● **WORK TO BE COMPLETED**
Your output must be the lines below from the line containing "get_box(white hard hat)" to the line containing "get_box(box label)", both lines included, reproduced exactly and without pictures.

━━━ RECORDS FOR PROCESSING ━━━

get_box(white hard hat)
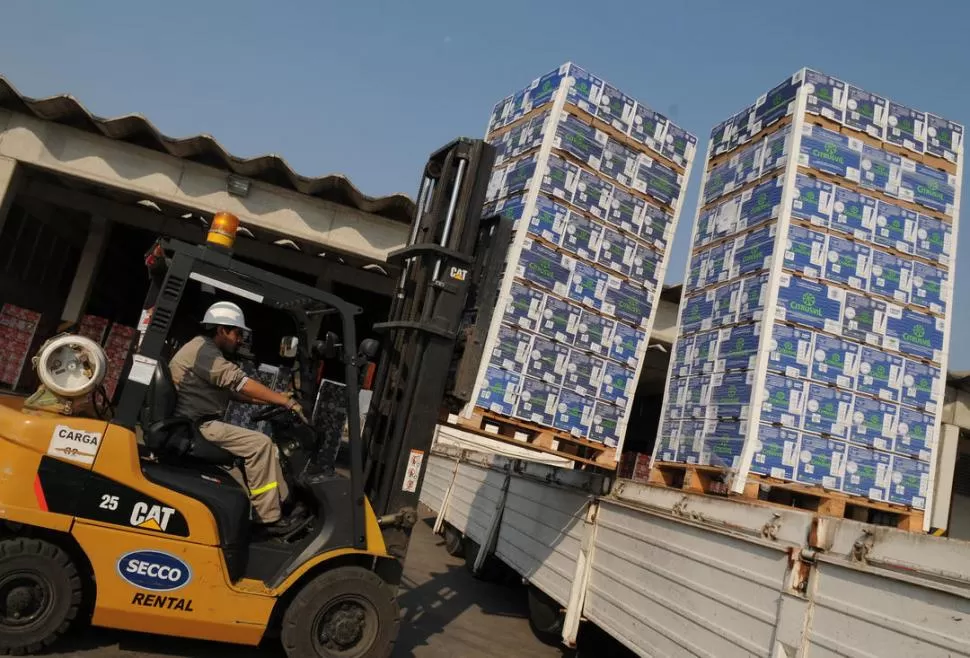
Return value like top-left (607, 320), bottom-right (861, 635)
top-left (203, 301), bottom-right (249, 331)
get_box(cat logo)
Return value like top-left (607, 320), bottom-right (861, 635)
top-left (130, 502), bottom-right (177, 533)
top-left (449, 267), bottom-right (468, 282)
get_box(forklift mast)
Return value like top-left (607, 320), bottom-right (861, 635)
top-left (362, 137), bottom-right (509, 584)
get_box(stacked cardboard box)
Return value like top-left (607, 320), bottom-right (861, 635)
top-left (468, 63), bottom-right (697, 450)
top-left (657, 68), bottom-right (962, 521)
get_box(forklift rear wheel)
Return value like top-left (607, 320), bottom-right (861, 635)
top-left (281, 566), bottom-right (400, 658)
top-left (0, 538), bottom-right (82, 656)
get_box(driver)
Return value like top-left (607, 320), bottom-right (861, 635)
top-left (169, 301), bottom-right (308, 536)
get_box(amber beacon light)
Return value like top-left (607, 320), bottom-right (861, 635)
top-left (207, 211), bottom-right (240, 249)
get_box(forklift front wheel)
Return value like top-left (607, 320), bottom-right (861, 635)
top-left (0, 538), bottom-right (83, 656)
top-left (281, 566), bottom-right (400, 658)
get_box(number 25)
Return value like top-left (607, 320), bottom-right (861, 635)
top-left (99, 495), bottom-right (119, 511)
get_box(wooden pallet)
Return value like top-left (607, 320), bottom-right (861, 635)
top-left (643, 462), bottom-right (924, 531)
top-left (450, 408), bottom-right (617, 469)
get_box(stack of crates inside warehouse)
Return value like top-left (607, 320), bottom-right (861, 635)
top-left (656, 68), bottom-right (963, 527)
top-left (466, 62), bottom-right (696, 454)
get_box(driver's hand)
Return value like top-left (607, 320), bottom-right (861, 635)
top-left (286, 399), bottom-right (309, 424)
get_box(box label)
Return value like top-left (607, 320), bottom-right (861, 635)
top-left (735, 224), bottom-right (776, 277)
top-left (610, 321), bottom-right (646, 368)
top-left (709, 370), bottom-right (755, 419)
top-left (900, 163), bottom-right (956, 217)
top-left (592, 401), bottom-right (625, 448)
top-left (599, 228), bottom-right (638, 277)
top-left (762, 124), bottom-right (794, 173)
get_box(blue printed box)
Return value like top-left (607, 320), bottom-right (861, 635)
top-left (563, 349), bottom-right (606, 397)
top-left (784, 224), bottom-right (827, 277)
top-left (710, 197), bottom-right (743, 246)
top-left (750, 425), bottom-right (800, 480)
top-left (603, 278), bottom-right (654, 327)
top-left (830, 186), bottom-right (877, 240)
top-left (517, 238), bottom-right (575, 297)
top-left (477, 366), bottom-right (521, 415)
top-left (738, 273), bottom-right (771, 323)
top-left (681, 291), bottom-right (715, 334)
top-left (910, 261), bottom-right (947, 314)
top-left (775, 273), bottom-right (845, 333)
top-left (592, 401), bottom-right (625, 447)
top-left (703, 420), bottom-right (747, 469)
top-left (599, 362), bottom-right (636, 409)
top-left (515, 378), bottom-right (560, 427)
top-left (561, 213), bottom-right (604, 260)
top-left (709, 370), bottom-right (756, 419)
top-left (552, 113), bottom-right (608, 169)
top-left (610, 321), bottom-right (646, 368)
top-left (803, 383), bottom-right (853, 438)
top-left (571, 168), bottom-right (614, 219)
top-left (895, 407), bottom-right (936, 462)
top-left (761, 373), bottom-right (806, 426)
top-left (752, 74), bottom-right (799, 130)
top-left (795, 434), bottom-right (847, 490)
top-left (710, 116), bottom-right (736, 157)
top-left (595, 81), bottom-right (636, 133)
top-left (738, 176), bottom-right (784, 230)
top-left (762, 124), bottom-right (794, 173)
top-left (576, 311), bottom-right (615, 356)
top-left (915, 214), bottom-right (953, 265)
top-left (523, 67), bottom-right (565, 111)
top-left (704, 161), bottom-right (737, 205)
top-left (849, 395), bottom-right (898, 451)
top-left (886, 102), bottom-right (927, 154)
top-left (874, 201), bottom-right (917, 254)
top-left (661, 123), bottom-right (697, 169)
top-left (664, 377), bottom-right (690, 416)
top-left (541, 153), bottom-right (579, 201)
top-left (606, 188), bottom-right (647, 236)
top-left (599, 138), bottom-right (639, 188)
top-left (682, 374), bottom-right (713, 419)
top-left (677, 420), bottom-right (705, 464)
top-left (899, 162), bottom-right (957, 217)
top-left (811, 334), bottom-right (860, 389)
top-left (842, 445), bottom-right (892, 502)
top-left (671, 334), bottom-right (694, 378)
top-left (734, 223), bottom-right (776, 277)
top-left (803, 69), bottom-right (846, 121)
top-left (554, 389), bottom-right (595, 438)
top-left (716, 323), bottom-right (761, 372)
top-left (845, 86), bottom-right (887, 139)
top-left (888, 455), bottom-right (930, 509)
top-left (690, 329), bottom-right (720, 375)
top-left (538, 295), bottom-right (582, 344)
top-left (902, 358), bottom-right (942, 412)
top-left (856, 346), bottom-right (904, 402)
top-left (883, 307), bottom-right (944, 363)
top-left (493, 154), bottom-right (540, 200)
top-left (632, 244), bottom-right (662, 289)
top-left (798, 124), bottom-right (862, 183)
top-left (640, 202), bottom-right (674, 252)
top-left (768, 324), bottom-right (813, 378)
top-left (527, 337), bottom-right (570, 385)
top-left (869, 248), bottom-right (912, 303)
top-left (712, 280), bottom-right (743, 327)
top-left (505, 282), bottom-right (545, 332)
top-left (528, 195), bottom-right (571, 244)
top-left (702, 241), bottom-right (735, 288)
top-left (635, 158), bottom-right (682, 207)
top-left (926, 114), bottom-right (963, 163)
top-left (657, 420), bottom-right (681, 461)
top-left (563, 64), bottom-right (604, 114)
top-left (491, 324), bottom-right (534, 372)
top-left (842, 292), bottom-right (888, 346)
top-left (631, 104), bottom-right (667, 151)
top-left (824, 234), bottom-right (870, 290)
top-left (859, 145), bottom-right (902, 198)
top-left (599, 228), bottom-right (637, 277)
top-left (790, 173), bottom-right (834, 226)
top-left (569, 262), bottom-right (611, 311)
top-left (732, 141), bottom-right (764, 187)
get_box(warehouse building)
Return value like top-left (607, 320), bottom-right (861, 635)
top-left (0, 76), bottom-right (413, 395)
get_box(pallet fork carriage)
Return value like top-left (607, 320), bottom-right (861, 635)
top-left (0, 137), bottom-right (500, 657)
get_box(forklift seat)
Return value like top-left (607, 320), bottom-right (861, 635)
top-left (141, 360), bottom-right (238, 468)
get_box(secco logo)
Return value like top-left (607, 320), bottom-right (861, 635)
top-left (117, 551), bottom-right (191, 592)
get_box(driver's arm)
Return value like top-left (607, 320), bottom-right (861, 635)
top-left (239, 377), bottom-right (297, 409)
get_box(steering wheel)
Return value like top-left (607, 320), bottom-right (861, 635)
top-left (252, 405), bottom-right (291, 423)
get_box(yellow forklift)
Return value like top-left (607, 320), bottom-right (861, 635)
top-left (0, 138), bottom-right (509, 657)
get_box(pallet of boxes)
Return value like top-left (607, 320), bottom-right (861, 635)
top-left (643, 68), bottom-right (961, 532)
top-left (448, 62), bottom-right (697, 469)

━━━
━━━ RECORDS FOR PROCESSING ━━━

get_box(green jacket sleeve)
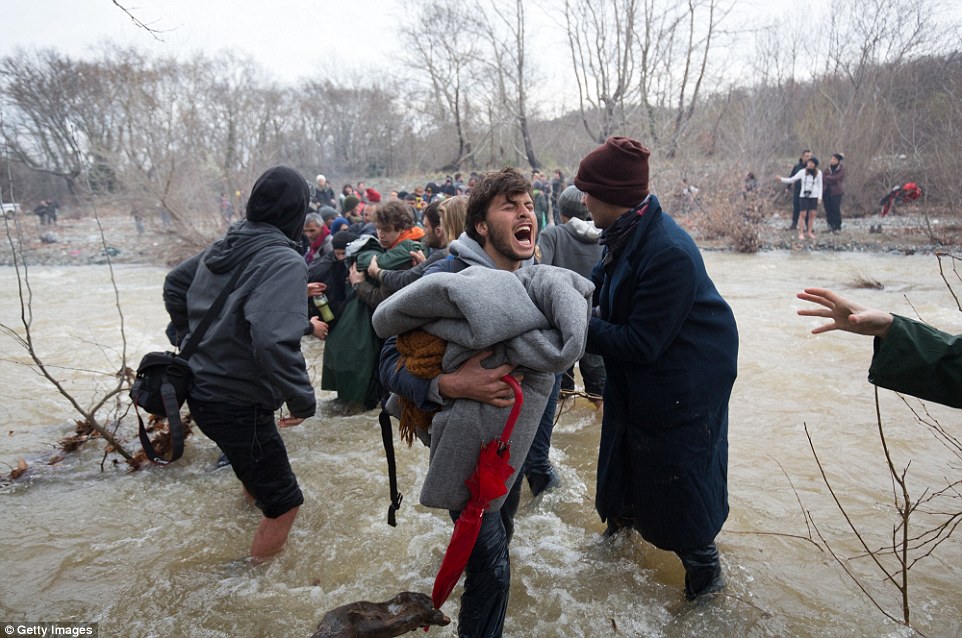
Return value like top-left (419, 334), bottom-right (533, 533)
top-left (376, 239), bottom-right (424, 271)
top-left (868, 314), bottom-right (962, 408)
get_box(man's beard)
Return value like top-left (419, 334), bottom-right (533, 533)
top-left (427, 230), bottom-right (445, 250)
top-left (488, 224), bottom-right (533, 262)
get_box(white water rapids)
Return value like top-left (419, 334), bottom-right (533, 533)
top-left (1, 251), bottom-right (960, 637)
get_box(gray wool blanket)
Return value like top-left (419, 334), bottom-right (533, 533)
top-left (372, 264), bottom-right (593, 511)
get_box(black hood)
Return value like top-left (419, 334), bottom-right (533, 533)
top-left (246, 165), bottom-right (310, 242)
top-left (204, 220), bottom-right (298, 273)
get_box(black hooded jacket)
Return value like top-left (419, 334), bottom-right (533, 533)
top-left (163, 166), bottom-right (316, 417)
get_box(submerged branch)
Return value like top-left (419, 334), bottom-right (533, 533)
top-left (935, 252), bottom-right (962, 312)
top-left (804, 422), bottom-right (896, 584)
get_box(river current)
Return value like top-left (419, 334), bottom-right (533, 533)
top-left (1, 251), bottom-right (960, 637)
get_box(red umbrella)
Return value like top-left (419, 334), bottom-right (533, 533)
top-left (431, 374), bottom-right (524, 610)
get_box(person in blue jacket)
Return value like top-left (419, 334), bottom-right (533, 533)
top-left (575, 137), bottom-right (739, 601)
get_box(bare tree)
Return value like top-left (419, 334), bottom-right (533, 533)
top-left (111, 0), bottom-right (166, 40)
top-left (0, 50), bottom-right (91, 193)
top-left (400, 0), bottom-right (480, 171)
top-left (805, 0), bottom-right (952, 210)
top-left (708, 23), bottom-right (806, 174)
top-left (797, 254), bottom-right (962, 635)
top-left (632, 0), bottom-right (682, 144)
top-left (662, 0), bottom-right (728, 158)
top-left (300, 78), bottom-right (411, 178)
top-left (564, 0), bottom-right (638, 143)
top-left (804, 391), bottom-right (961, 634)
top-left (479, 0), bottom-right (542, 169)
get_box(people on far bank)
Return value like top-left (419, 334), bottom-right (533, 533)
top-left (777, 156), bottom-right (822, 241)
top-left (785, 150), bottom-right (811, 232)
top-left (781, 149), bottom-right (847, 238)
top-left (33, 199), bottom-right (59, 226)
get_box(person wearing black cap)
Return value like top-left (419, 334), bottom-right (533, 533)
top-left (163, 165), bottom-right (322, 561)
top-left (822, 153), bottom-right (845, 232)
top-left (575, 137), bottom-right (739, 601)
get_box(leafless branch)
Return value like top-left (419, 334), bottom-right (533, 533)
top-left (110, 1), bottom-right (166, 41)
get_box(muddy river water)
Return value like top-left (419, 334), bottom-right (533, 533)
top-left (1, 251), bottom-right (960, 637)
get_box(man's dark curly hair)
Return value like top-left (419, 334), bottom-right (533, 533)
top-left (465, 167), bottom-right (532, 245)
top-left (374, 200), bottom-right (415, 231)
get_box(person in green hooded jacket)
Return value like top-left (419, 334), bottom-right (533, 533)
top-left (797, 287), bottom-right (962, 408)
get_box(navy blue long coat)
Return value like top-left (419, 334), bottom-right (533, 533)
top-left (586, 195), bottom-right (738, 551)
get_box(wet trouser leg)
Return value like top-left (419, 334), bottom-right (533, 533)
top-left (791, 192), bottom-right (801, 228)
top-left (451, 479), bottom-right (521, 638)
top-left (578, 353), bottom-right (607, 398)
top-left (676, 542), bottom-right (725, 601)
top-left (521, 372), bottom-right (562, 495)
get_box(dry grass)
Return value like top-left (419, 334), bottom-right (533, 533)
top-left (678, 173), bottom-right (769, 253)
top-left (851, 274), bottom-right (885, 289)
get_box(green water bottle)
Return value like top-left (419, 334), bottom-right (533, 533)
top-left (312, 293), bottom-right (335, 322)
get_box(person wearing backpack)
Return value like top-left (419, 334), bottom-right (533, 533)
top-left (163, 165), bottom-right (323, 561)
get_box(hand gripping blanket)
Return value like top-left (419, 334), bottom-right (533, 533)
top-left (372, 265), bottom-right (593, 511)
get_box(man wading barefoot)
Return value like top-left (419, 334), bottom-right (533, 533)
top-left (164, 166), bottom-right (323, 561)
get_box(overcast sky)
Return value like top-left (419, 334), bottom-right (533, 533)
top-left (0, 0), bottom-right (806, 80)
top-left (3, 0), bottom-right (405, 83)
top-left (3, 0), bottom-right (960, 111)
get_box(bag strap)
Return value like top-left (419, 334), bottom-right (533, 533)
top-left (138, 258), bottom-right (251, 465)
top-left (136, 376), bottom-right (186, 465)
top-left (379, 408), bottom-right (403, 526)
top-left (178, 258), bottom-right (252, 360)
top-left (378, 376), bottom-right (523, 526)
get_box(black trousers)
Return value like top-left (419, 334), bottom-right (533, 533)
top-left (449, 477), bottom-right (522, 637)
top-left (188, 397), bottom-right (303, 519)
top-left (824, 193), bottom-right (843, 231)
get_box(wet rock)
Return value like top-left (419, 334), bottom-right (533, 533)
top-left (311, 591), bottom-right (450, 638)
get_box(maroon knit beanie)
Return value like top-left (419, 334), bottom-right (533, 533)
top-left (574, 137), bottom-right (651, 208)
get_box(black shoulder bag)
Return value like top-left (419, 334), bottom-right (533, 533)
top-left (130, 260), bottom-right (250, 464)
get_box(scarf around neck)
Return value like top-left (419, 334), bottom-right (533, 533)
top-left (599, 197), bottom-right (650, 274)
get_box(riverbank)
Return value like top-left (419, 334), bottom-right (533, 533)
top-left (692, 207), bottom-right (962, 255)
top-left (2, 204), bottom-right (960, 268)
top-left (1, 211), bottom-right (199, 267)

━━━
━━━ RECORDS FOR PROCESSING ━━━

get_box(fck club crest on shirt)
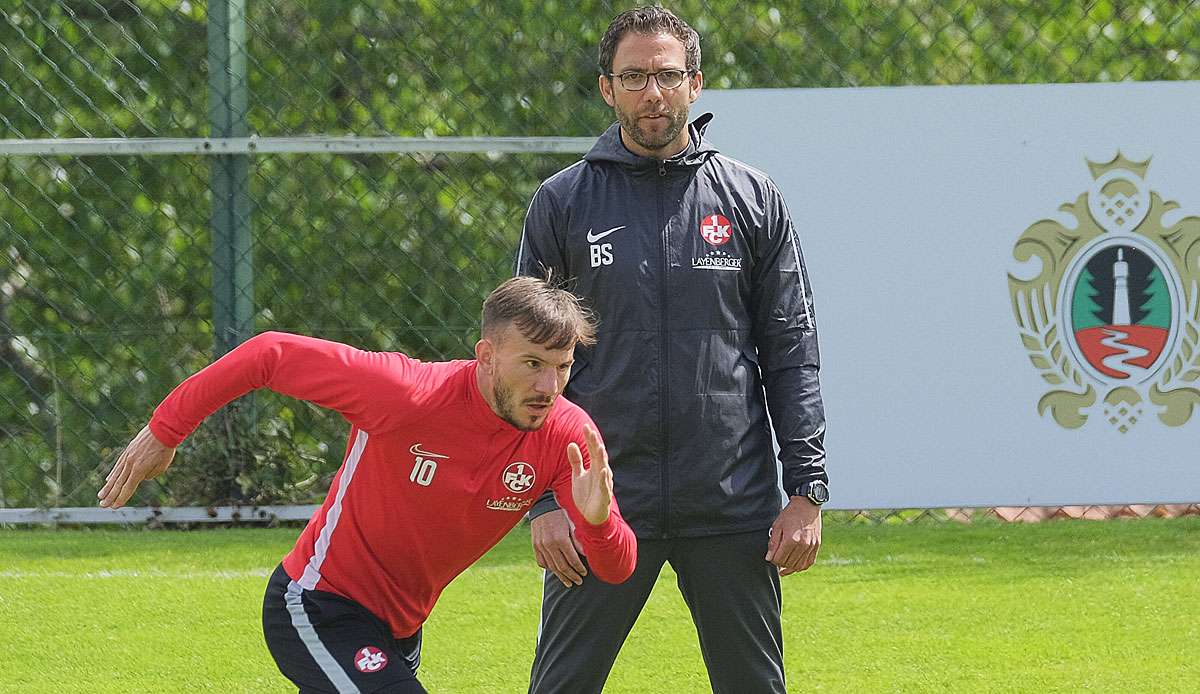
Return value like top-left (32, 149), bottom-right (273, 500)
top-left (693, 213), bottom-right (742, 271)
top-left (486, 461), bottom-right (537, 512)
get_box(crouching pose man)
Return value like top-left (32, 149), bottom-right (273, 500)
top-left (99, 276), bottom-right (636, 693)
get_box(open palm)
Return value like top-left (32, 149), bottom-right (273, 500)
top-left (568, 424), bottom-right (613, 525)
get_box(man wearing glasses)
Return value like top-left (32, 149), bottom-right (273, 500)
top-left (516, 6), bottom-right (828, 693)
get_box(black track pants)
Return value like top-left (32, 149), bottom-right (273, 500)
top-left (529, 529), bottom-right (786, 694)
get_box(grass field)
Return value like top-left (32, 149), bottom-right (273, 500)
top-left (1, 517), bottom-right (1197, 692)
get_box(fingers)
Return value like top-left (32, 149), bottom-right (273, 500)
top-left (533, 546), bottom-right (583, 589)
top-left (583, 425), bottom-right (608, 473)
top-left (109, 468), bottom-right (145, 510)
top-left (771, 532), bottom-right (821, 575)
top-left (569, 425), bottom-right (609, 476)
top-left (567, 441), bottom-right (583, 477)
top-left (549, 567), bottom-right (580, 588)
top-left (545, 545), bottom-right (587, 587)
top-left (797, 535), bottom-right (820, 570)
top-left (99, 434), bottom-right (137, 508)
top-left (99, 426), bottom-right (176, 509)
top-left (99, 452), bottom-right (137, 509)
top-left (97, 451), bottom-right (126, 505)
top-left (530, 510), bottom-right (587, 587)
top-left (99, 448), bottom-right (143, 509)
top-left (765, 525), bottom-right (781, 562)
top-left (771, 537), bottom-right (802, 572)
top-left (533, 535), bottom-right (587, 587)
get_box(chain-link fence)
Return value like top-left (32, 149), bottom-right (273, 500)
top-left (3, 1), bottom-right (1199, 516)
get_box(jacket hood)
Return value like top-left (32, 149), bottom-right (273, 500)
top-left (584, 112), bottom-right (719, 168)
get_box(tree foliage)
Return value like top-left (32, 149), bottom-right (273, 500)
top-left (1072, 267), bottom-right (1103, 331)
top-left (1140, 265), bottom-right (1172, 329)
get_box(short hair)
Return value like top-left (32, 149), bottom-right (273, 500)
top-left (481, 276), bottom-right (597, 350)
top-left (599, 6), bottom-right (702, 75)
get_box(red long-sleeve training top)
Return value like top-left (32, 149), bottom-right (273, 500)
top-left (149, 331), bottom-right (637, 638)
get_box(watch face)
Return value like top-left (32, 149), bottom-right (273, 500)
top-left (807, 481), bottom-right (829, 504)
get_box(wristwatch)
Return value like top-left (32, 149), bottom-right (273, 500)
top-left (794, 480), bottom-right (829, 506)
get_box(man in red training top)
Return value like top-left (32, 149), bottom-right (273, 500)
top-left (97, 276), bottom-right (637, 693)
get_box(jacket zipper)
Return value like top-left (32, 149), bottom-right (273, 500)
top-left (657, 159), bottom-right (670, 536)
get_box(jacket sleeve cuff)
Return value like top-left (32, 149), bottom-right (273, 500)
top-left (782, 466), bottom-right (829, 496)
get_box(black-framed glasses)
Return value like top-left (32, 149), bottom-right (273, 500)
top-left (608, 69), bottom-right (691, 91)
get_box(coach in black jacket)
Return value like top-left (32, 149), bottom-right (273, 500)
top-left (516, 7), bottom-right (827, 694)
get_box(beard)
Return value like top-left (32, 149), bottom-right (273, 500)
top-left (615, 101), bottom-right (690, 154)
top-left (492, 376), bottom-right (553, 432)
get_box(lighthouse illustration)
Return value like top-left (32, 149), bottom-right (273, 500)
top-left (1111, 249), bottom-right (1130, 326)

━━━

● **TASK ANSWER**
get_box(white hard hat)
Return value like top-left (607, 320), bottom-right (861, 635)
top-left (203, 301), bottom-right (249, 331)
get_box(cat logo)
Return value like top-left (607, 320), bottom-right (861, 635)
top-left (130, 502), bottom-right (177, 533)
top-left (449, 267), bottom-right (468, 282)
get_box(forklift mast)
Return value like top-left (607, 320), bottom-right (861, 635)
top-left (362, 137), bottom-right (509, 584)
get_box(stacked cardboard box)
Return value like top-left (607, 320), bottom-right (861, 635)
top-left (468, 63), bottom-right (697, 450)
top-left (657, 68), bottom-right (962, 521)
get_box(forklift rear wheel)
Return value like top-left (607, 320), bottom-right (861, 635)
top-left (281, 566), bottom-right (400, 658)
top-left (0, 538), bottom-right (82, 656)
get_box(driver)
Return value like top-left (607, 320), bottom-right (861, 635)
top-left (169, 301), bottom-right (308, 536)
get_box(amber beacon light)
Return value like top-left (607, 320), bottom-right (861, 635)
top-left (207, 211), bottom-right (240, 249)
get_box(forklift front wheel)
Return value like top-left (607, 320), bottom-right (861, 635)
top-left (0, 538), bottom-right (83, 656)
top-left (281, 566), bottom-right (400, 658)
get_box(number 25)
Return value like top-left (607, 320), bottom-right (861, 635)
top-left (99, 495), bottom-right (119, 511)
get_box(wooden pallet)
Return value like top-left (607, 320), bottom-right (861, 635)
top-left (643, 462), bottom-right (924, 531)
top-left (450, 408), bottom-right (617, 469)
get_box(stack of crates inside warehouse)
Return value like top-left (607, 320), bottom-right (861, 635)
top-left (656, 68), bottom-right (963, 527)
top-left (466, 62), bottom-right (696, 454)
get_box(driver's hand)
Return value like top-left (607, 320), bottom-right (861, 635)
top-left (286, 399), bottom-right (309, 424)
get_box(box label)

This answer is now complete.